Instruction a = Lay out the part of the listing that opens with the line containing "the green hedge" and closes with the line containing "[196,260,206,276]" as a JSON list of strings, one string per line, with blank lines left out.

Given passage =
──────────────────────────────

Trump lost so bigly he is still discombobulated about it.


----------



## radikia (Sep 15, 2018)

jfinks said:


> Trump lost so bigly he is still discombobulated about it.


Still living rent free for life in the head of every libturd ..............


----------



## Invisible (Jun 15, 2018)

Beninmankato said:


> View attachment 586197


Were all the MSP drivers protesting? That’s ridiculous to get a request like that,


----------



## Beninmankato (Apr 26, 2017)

Invisible said:


> Were all the MSP drivers protesting? That’s ridiculous to get a request like that,


I was in MPLS earlier that day so maybe that tripped the app somehow. I'll never really know.


----------



## Invisible (Jun 15, 2018)

Beninmankato said:


> I was in MPLS earlier that day so maybe that tripped the app somehow. I'll never really know.


Interesting. I’m wondering where the St. Paul drivers were or if the pickup was by the protest areas and that’s why they couldn’t get anywhere. Or maybe it’s just the pay is too low, and drivers are refusing to drive.


----------



## Beninmankato (Apr 26, 2017)

Invisible said:


> Interesting. I’m wondering where the St. Paul drivers were or if the pickup was by the protest areas and that’s why they couldn’t get anywhere. Or maybe it’s just the pay is too low, and drivers are refusing to drive.

──────────────────────────────

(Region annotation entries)
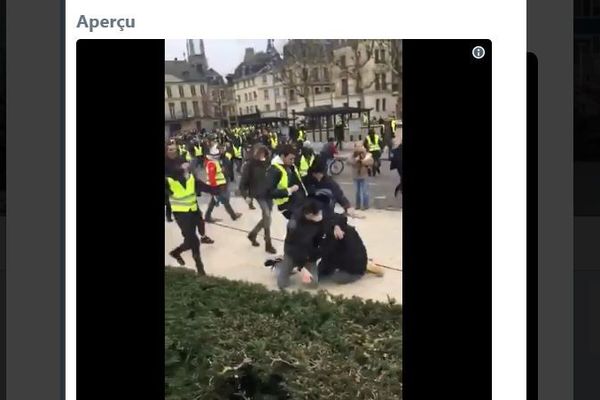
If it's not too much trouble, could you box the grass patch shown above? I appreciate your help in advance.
[165,268,402,400]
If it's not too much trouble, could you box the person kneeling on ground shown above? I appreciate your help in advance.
[317,214,369,284]
[272,198,343,289]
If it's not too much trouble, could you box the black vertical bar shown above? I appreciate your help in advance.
[402,40,492,400]
[527,53,538,399]
[76,39,165,399]
[0,0,6,399]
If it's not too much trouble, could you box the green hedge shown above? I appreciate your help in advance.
[165,268,402,400]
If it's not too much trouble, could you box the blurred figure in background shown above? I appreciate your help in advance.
[240,145,277,254]
[348,142,374,210]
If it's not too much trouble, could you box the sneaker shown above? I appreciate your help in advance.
[169,250,185,266]
[248,234,260,247]
[200,236,215,244]
[265,242,277,254]
[196,260,206,276]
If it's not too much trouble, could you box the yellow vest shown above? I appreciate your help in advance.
[367,135,381,151]
[167,174,198,212]
[204,161,227,186]
[271,163,300,206]
[233,146,242,158]
[299,155,315,176]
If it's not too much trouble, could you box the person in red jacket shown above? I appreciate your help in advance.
[204,145,242,223]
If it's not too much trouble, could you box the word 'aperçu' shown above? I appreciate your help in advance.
[77,15,135,32]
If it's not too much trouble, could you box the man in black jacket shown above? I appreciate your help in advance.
[275,198,345,289]
[318,214,368,284]
[239,144,277,254]
[302,157,354,217]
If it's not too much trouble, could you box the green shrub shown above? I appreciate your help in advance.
[165,268,402,400]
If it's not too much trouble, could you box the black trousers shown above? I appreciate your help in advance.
[173,211,202,259]
[371,150,381,175]
[166,203,206,237]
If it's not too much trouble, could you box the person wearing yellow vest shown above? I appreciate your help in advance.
[231,133,244,174]
[363,129,381,176]
[266,144,302,219]
[269,132,279,151]
[220,142,235,182]
[296,125,306,145]
[204,144,242,223]
[298,140,315,177]
[165,145,221,275]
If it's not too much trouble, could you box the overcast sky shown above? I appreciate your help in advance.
[165,39,287,76]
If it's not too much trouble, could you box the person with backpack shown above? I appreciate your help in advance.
[240,145,277,254]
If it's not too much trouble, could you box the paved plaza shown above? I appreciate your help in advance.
[165,170,402,303]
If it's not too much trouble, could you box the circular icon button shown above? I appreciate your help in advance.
[471,46,485,60]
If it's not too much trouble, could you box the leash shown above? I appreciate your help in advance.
[211,222,402,272]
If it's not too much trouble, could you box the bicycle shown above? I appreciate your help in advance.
[329,157,345,176]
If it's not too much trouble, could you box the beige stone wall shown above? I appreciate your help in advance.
[234,72,287,115]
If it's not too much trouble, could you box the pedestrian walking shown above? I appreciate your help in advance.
[348,142,374,210]
[165,153,219,275]
[240,145,277,254]
[302,158,355,218]
[363,128,381,176]
[204,145,242,223]
[266,144,306,219]
[390,142,402,197]
[165,143,214,244]
[296,140,315,178]
[320,137,338,175]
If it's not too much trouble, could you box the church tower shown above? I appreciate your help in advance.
[186,39,208,73]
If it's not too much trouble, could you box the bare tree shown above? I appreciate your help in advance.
[336,39,393,104]
[279,39,328,107]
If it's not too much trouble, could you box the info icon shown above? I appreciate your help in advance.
[471,46,485,60]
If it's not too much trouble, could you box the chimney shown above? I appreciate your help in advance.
[244,47,254,61]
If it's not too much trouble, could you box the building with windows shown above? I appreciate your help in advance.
[227,39,287,117]
[282,39,402,119]
[165,39,234,135]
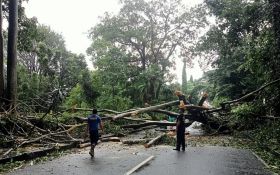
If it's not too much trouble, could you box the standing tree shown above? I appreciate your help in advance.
[88,0,205,102]
[7,0,18,110]
[182,58,188,94]
[0,0,5,104]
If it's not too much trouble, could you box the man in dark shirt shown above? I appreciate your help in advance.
[175,91,190,113]
[174,114,185,151]
[87,109,103,157]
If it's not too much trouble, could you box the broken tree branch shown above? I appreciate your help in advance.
[144,134,166,148]
[113,101,178,120]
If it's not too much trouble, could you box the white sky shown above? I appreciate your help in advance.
[25,0,203,79]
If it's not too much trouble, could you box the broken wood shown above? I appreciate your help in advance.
[128,126,158,134]
[122,139,151,145]
[198,93,208,106]
[113,101,178,120]
[144,134,166,148]
[125,156,154,175]
[121,121,191,129]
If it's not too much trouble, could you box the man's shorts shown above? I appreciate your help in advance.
[89,130,99,145]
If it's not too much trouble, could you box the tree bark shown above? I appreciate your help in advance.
[121,121,191,129]
[7,0,18,110]
[0,0,5,101]
[122,139,151,145]
[144,134,165,148]
[113,101,178,120]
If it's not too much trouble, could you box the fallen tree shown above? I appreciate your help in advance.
[144,134,166,148]
[121,121,191,129]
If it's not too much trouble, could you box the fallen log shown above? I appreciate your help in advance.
[124,156,154,175]
[128,126,158,134]
[113,101,178,120]
[122,139,151,145]
[121,121,191,129]
[144,134,166,148]
[100,137,121,142]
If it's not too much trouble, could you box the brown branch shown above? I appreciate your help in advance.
[113,101,178,120]
[144,134,166,148]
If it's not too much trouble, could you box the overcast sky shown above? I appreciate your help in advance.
[25,0,203,79]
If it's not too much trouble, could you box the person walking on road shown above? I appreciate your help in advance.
[174,113,186,151]
[175,91,190,113]
[87,109,103,157]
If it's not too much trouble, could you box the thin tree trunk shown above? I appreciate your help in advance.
[7,0,18,109]
[0,0,5,101]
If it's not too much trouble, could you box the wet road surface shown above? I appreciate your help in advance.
[6,143,271,175]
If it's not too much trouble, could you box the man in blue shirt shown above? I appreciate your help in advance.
[87,109,103,157]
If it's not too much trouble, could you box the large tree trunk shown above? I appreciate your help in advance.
[7,0,18,109]
[113,101,178,120]
[0,0,5,104]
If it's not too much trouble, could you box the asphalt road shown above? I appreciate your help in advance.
[6,143,271,175]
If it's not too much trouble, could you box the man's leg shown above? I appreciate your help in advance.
[90,130,99,157]
[174,131,181,151]
[181,131,186,151]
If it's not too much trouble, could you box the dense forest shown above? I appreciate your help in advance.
[0,0,280,173]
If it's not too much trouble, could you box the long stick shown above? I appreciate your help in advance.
[124,156,154,175]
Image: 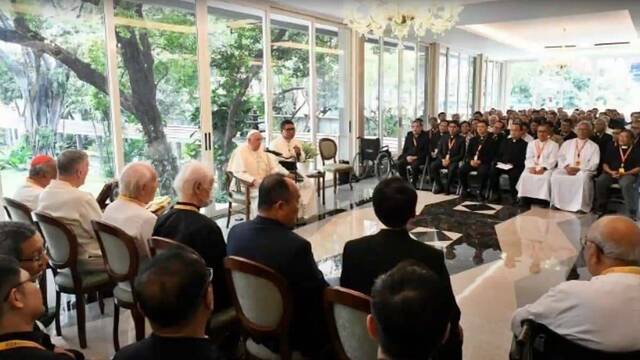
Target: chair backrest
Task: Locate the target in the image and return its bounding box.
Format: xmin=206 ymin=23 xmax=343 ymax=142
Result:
xmin=224 ymin=256 xmax=293 ymax=359
xmin=324 ymin=287 xmax=378 ymax=360
xmin=91 ymin=220 xmax=139 ymax=283
xmin=149 ymin=236 xmax=192 ymax=257
xmin=2 ymin=197 xmax=34 ymax=225
xmin=32 ymin=211 xmax=78 ymax=272
xmin=318 ymin=138 xmax=338 ymax=165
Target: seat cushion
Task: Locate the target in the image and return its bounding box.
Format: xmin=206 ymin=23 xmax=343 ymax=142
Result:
xmin=54 ymin=269 xmax=111 ymax=293
xmin=324 ymin=164 xmax=353 ymax=171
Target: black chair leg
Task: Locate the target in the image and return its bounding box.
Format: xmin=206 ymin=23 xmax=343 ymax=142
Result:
xmin=76 ymin=294 xmax=87 ymax=349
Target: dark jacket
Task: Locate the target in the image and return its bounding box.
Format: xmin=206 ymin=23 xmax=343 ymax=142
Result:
xmin=227 ymin=216 xmax=328 ymax=355
xmin=438 ymin=134 xmax=467 ymax=163
xmin=400 ymin=131 xmax=429 ymax=164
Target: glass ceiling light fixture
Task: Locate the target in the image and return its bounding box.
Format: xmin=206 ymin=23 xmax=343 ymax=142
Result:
xmin=345 ymin=0 xmax=463 ymax=43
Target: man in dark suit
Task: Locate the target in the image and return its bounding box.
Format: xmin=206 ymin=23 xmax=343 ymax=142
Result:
xmin=398 ymin=119 xmax=429 ymax=186
xmin=429 ymin=121 xmax=466 ymax=195
xmin=227 ymin=174 xmax=329 ymax=358
xmin=340 ymin=177 xmax=462 ymax=359
xmin=489 ymin=123 xmax=527 ymax=202
xmin=459 ymin=121 xmax=496 ymax=200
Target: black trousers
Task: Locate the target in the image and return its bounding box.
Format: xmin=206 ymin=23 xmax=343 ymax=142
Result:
xmin=489 ymin=166 xmax=524 ymax=197
xmin=459 ymin=161 xmax=491 ymax=192
xmin=429 ymin=158 xmax=459 ymax=189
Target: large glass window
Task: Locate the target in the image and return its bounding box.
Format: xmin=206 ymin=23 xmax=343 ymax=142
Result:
xmin=0 ymin=0 xmax=111 ymax=196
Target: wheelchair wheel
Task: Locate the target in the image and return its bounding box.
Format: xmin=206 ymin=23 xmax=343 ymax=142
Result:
xmin=376 ymin=152 xmax=393 ymax=180
xmin=353 ymin=153 xmax=373 ymax=179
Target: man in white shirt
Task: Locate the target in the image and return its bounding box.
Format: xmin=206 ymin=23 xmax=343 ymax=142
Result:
xmin=13 ymin=155 xmax=58 ymax=210
xmin=38 ymin=149 xmax=104 ymax=271
xmin=511 ymin=216 xmax=640 ymax=352
xmin=516 ymin=124 xmax=558 ymax=201
xmin=269 ymin=120 xmax=306 ymax=171
xmin=551 ymin=121 xmax=600 ymax=212
xmin=102 ymin=161 xmax=158 ymax=260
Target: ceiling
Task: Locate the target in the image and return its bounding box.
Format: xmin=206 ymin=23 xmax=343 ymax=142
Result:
xmin=273 ymin=0 xmax=640 ymax=60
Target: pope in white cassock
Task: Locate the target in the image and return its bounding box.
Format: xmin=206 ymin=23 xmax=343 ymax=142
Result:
xmin=551 ymin=121 xmax=600 ymax=212
xmin=516 ymin=124 xmax=558 ymax=201
xmin=227 ymin=130 xmax=317 ymax=218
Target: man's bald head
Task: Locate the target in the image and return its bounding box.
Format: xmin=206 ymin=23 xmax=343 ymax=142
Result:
xmin=586 ymin=215 xmax=640 ymax=275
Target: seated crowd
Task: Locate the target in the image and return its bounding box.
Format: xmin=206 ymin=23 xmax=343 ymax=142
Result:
xmin=398 ymin=109 xmax=640 ymax=218
xmin=0 ymin=110 xmax=640 ymax=360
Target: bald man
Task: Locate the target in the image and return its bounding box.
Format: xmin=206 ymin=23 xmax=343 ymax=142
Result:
xmin=102 ymin=161 xmax=158 ymax=260
xmin=13 ymin=155 xmax=58 ymax=210
xmin=511 ymin=216 xmax=640 ymax=352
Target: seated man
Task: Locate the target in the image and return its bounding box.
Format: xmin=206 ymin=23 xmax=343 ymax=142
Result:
xmin=0 ymin=258 xmax=84 ymax=360
xmin=429 ymin=121 xmax=466 ymax=195
xmin=459 ymin=121 xmax=497 ymax=200
xmin=551 ymin=121 xmax=600 ymax=212
xmin=367 ymin=261 xmax=456 ymax=360
xmin=228 ymin=174 xmax=329 ymax=357
xmin=516 ymin=124 xmax=558 ymax=203
xmin=153 ymin=161 xmax=231 ymax=311
xmin=489 ymin=123 xmax=527 ymax=202
xmin=596 ymin=130 xmax=640 ymax=218
xmin=113 ymin=249 xmax=222 ymax=360
xmin=102 ymin=162 xmax=158 ymax=260
xmin=38 ymin=150 xmax=104 ymax=271
xmin=398 ymin=119 xmax=429 ymax=186
xmin=340 ymin=177 xmax=462 ymax=359
xmin=270 ymin=120 xmax=305 ymax=171
xmin=511 ymin=216 xmax=640 ymax=352
xmin=13 ymin=155 xmax=58 ymax=210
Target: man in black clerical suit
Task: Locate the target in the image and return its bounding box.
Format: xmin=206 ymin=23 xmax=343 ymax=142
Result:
xmin=113 ymin=248 xmax=223 ymax=360
xmin=429 ymin=121 xmax=466 ymax=195
xmin=340 ymin=177 xmax=462 ymax=359
xmin=489 ymin=123 xmax=527 ymax=202
xmin=153 ymin=161 xmax=231 ymax=311
xmin=398 ymin=119 xmax=429 ymax=186
xmin=595 ymin=130 xmax=640 ymax=219
xmin=0 ymin=255 xmax=84 ymax=360
xmin=459 ymin=120 xmax=497 ymax=200
xmin=228 ymin=174 xmax=329 ymax=358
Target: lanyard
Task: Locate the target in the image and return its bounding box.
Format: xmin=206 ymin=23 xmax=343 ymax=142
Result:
xmin=0 ymin=340 xmax=46 ymax=351
xmin=600 ymin=266 xmax=640 ymax=275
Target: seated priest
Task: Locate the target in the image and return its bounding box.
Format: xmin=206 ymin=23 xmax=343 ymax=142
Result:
xmin=153 ymin=161 xmax=230 ymax=311
xmin=398 ymin=119 xmax=429 ymax=186
xmin=269 ymin=120 xmax=306 ymax=172
xmin=551 ymin=121 xmax=600 ymax=212
xmin=227 ymin=130 xmax=317 ymax=218
xmin=459 ymin=120 xmax=497 ymax=200
xmin=596 ymin=130 xmax=640 ymax=218
xmin=102 ymin=161 xmax=158 ymax=259
xmin=489 ymin=123 xmax=527 ymax=202
xmin=37 ymin=149 xmax=104 ymax=271
xmin=516 ymin=123 xmax=558 ymax=203
xmin=429 ymin=121 xmax=466 ymax=195
xmin=12 ymin=155 xmax=58 ymax=210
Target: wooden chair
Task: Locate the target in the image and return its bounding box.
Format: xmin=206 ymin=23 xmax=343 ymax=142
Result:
xmin=324 ymin=287 xmax=378 ymax=360
xmin=33 ymin=211 xmax=113 ymax=349
xmin=91 ymin=220 xmax=144 ymax=351
xmin=224 ymin=256 xmax=293 ymax=360
xmin=225 ymin=171 xmax=251 ymax=229
xmin=318 ymin=138 xmax=353 ymax=194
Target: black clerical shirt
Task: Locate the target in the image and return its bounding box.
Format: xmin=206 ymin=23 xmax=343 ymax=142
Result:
xmin=153 ymin=202 xmax=231 ymax=311
xmin=113 ymin=334 xmax=223 ymax=360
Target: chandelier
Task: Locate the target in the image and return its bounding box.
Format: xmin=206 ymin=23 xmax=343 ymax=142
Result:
xmin=345 ymin=0 xmax=463 ymax=42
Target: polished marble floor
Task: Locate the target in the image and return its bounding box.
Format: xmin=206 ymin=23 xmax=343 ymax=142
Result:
xmin=51 ymin=180 xmax=595 ymax=360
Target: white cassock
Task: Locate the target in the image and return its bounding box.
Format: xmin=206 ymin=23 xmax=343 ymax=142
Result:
xmin=227 ymin=144 xmax=317 ymax=218
xmin=551 ymin=139 xmax=600 ymax=212
xmin=269 ymin=135 xmax=306 ymax=162
xmin=516 ymin=139 xmax=558 ymax=201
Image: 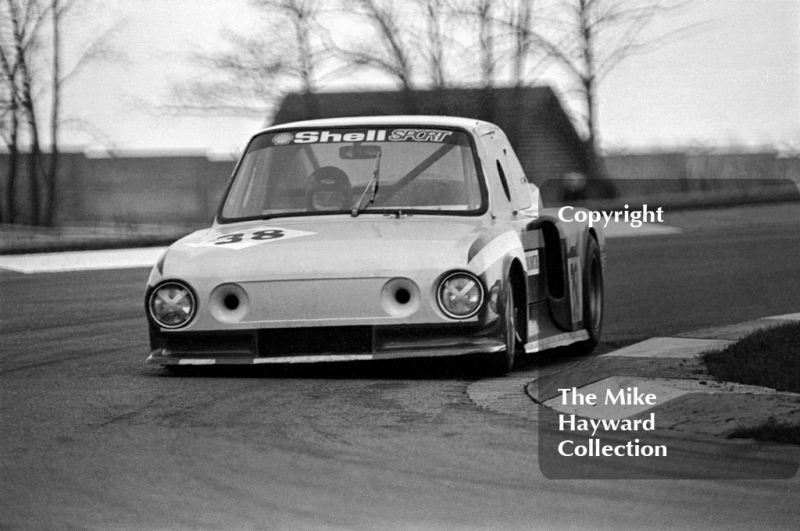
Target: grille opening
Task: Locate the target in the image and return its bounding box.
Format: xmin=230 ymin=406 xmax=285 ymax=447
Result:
xmin=257 ymin=326 xmax=372 ymax=357
xmin=394 ymin=288 xmax=411 ymax=304
xmin=222 ymin=293 xmax=239 ymax=311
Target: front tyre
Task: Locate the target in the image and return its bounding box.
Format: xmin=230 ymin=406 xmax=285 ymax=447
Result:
xmin=569 ymin=236 xmax=605 ymax=356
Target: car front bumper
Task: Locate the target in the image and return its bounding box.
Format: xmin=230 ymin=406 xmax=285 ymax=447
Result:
xmin=147 ymin=321 xmax=505 ymax=365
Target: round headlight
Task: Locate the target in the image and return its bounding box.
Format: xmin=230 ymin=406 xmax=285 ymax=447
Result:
xmin=437 ymin=272 xmax=483 ymax=319
xmin=149 ymin=282 xmax=196 ymax=328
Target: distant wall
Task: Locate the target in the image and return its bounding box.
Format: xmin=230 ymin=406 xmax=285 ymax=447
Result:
xmin=603 ymin=152 xmax=800 ymax=195
xmin=0 ymin=152 xmax=800 ymax=227
xmin=0 ymin=153 xmax=235 ymax=226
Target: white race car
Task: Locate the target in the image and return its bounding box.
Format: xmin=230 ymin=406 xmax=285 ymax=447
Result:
xmin=145 ymin=116 xmax=605 ymax=374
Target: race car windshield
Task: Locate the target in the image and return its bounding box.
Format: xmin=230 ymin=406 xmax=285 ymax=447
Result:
xmin=221 ymin=127 xmax=486 ymax=221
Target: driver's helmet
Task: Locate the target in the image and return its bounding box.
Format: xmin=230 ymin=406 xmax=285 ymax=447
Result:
xmin=306 ymin=166 xmax=353 ymax=211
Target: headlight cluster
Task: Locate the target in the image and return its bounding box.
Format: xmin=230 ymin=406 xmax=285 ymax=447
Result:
xmin=147 ymin=282 xmax=197 ymax=328
xmin=437 ymin=271 xmax=483 ymax=319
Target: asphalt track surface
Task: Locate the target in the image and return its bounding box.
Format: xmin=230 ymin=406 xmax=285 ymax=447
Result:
xmin=0 ymin=211 xmax=800 ymax=531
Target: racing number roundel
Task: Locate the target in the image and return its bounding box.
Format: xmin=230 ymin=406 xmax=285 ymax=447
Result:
xmin=188 ymin=227 xmax=316 ymax=250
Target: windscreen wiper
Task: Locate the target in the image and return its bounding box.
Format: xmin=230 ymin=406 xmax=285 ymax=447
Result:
xmin=350 ymin=151 xmax=381 ymax=217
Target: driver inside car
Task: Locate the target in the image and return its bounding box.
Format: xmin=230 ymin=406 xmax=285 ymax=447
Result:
xmin=306 ymin=166 xmax=353 ymax=211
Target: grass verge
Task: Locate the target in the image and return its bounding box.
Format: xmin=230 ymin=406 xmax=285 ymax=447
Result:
xmin=728 ymin=419 xmax=800 ymax=445
xmin=702 ymin=322 xmax=800 ymax=445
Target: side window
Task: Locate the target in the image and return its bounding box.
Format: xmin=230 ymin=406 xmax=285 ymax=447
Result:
xmin=497 ymin=160 xmax=511 ymax=201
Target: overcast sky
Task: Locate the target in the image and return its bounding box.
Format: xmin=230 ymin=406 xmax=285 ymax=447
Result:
xmin=62 ymin=0 xmax=800 ymax=152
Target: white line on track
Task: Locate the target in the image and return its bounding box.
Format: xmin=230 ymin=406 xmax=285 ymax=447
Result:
xmin=600 ymin=221 xmax=683 ymax=238
xmin=0 ymin=247 xmax=166 ymax=274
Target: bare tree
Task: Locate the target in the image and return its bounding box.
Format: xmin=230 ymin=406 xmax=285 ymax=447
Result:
xmin=336 ymin=0 xmax=419 ymax=114
xmin=173 ymin=0 xmax=330 ymax=120
xmin=0 ymin=0 xmax=117 ymax=226
xmin=530 ymin=0 xmax=691 ymax=160
xmin=417 ymin=0 xmax=453 ymax=89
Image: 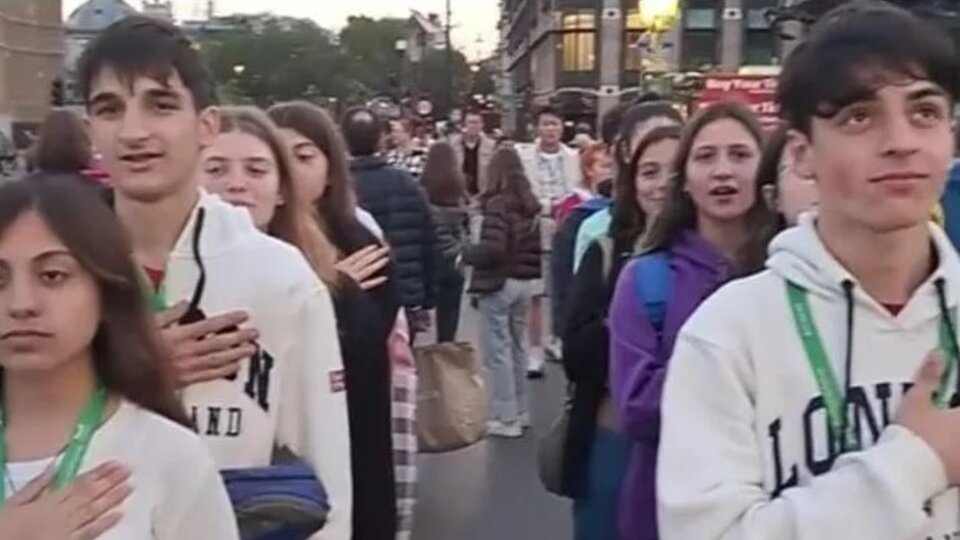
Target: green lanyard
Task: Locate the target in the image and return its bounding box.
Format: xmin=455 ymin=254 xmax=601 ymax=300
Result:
xmin=787 ymin=282 xmax=960 ymax=452
xmin=0 ymin=385 xmax=107 ymax=506
xmin=145 ymin=283 xmax=167 ymax=313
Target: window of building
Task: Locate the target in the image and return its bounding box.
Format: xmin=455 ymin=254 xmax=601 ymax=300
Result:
xmin=680 ymin=0 xmax=723 ymax=70
xmin=560 ymin=11 xmax=597 ymax=71
xmin=623 ymin=8 xmax=643 ymax=71
xmin=743 ymin=0 xmax=780 ymax=66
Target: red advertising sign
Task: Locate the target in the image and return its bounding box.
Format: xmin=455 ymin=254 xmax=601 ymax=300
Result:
xmin=697 ymin=74 xmax=780 ymax=127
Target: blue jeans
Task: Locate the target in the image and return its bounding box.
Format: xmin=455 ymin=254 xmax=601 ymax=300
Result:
xmin=477 ymin=279 xmax=533 ymax=423
xmin=573 ymin=426 xmax=633 ymax=540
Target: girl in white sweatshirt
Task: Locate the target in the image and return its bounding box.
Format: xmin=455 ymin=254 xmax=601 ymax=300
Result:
xmin=0 ymin=175 xmax=238 ymax=540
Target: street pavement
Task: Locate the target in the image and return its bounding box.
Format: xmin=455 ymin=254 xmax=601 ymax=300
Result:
xmin=413 ymin=301 xmax=573 ymax=540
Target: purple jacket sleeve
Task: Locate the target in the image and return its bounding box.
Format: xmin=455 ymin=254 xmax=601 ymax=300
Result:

──────────────────────────────

Instruction b = Reproduce the part of the forum thread that opens with the words containing "## radikia (Sep" and closes with "every libturd ..............", replacing "discombobulated" with "confused".

Correct result a =
[
  "If it's not too much trouble, could you box the green hedge shown above? I appreciate your help in advance.",
  "[165,268,402,400]",
  "If it's not too much trouble, could you box the blurred figure in background shown above? I appreciate your help in advance.",
  "[240,145,277,254]",
  "[348,142,374,210]",
  "If it's not too much trouble, could you box the sneaker shown above? I appreciate your help in advance.",
  "[169,250,185,266]",
  "[248,234,260,247]",
  "[200,236,215,244]",
  "[265,242,277,254]",
  "[196,260,206,276]"
]

Correct result b =
## radikia (Sep 15, 2018)

jfinks said:


> Trump lost so bigly he is still confused about it.


Still living rent free for life in the head of every libturd ..............